## PAGE TEXT
::::

Pedersen calls that delay “disappointing” for several reasons, chief among them the example that the West Seattle Bridge has set for the city to more proactively address its perennial problem of aging transportation infrastructure.

The councilmember points out that SDOT’s budget was increased to $718 million for this year; the financial incentive to issue bonds quickly when federal interest rates remain low; his view that federal and state-level transportation spending tend to favor marquee projects like the I-5 Ship Canal Bridge while smaller projects like the rapidly aging Ballard, Fremont, and University bridges lay susceptible to earthquake damage.

“I cannot sit idly by while the can is kicked down the road again. Today I sent a letter to the Biden Administration asking our U.S. transportation officials to accelerate their federal compliance assessment of Seattle’s bridges,” Pedersen continues.

“Federal oversight can be helpful to spur action and results for bridge safety in Seattle, especially for bridges ranked ‘Poor’ and for bridges City leaders promised to fix as early as 2015.”

A spokesperson on behalf of the mayor wrote to MyNorthwest affirming that the interest is there to collaborate with Pedersen, the city’s transportation chair, on “bridge projects when the timing makes fiscal sense.”

“Mayor Harrell hasn’t said ‘no’ to bridge bonds, he’s said ‘not yet.’ Given Council’s authorization for bridge bonding extends three years, Mayor Harrell supports bonding – and various other financing tools – for bridge projects when the timing makes fiscal sense. Mayor Harrell believes he owes City residents fiscal responsibility and does not want to waste valuable tax dollars,” a statement from the mayor’s office reads.

“The City is currently spending $166.9 million on bridge capital investments. The City must complete important and necessary design work still needed before additional seismic retrofit projects are ready to accept this level of funding. A full, detailed report of bridge needs is expected next year. It is fiscally unsound for the City to spend millions in annual debt service (approx. $7 million) for a $100 million bond issuance to sit in the bank untouched this year.”

That $7 million debt service figure contrasts with the council’s summary fiscal note which describes $3 million in cost and pricing adjustments. Pedersen clarified with MyNorthwest that the $3 million figure is money that has already been set aside by the council as debt service for 2022, and the mayor’s office is accounting for 4% interest on the bonds that would accrue principal.

“I believe the interest rate that they can get on bonds is much lower than the 4% that was budgeted. We’re trying to be conservative and assume that the interest rate will be higher than we think it will be … It’s true, $100 million at 4% interest rate would be about $7 million a year if you have a 20-year bond, including the principal.”

Directed at the mayor’s comment about the fiscally unsound nature of paying $7 million in annual debt service, Pedersen again invoked the West Seattle Bridge as an example of why direct action now is preferable to delay, referencing the “kicking the can down the road” sentiment.

Pedersen affirmed the argument that interest rates are only like to increase, making it financially prudent to lock in a 4% interest rate now, although he’s of the mind that it’s possible to find a lower rate on the bonds.

“Learning the lessons of the West Seattle Bridge closure for two years, bridge audits we ordered that show our bridges in poor condition, the promises made by the Move Seattle Levy, the malfunctioning of bridges that we’ve seen ….blocking off all bus and car traffic, it’s urgent. I believe that it is worth that $7 million a year,” Pedersen added.

::::

## TASKS FOR THIS EXERCISE
1 - Repeat the stretch of the Seattle bridge article from "That $7 million debt" through "would accrue principal.".
2 - In one to three sentences, explain why the mayor's office says issuing the bridge bonds this year would be fiscally unsound, based on the Seattle bridge article.
You won't need the rows that follow the article to do anything here.

## DATA ENTRIES

::::

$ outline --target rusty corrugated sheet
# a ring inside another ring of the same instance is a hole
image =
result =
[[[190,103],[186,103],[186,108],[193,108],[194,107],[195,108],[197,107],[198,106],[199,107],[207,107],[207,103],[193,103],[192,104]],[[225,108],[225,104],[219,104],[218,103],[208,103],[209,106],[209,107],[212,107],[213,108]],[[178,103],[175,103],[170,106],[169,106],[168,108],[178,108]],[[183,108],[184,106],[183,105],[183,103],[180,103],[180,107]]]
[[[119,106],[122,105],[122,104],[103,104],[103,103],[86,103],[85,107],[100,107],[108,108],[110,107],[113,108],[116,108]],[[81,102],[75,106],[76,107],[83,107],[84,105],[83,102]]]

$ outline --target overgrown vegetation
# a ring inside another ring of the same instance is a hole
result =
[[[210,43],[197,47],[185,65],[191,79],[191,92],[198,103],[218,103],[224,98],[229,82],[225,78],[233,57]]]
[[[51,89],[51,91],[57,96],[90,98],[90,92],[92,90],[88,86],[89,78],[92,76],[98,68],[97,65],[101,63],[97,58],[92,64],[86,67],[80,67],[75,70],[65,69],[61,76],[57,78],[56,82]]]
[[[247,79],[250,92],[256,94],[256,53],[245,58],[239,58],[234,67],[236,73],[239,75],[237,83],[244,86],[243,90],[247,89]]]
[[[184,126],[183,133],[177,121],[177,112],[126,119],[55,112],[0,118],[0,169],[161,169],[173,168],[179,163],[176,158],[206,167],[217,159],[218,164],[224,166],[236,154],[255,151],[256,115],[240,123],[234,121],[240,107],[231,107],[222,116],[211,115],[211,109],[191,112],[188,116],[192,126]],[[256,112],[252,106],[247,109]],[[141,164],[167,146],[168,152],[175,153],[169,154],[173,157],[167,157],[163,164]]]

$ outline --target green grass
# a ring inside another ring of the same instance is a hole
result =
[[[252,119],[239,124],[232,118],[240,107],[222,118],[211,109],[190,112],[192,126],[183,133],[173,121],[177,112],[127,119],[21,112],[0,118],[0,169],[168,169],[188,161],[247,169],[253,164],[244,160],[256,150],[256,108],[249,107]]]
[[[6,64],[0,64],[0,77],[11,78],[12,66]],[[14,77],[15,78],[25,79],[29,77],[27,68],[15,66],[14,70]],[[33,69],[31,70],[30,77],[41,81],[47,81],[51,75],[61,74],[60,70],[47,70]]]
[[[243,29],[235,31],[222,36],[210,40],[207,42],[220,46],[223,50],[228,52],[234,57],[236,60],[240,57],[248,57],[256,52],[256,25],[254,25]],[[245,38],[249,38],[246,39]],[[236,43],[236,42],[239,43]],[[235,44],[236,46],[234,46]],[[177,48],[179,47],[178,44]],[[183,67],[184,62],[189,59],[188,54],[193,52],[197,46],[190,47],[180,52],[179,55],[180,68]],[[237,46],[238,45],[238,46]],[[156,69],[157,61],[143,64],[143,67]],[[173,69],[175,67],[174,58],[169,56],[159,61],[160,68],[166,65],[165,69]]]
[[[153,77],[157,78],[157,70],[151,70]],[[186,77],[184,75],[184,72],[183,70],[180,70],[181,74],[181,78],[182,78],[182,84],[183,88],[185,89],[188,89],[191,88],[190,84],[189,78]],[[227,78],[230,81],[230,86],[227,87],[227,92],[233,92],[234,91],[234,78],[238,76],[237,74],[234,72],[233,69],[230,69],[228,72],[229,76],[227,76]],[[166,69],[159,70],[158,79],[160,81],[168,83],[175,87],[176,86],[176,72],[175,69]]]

::::

## SOLVED TASKS
1 -
That $7 million debt service figure contrasts with the council’s summary fiscal note which describes $3 million in cost and pricing adjustments. Pedersen clarified with MyNorthwest that the $3 million figure is money that has already been set aside by the council as debt service for 2022, and the mayor’s office is accounting for 4% interest on the bonds that would accrue principal.

2 - The mayor's office says the City must first finish necessary design work before more seismic retrofit projects are ready to take that level of funding. Until then, a $100 million bond issuance would sit untouched in the bank while costing about $7 million a year in debt service.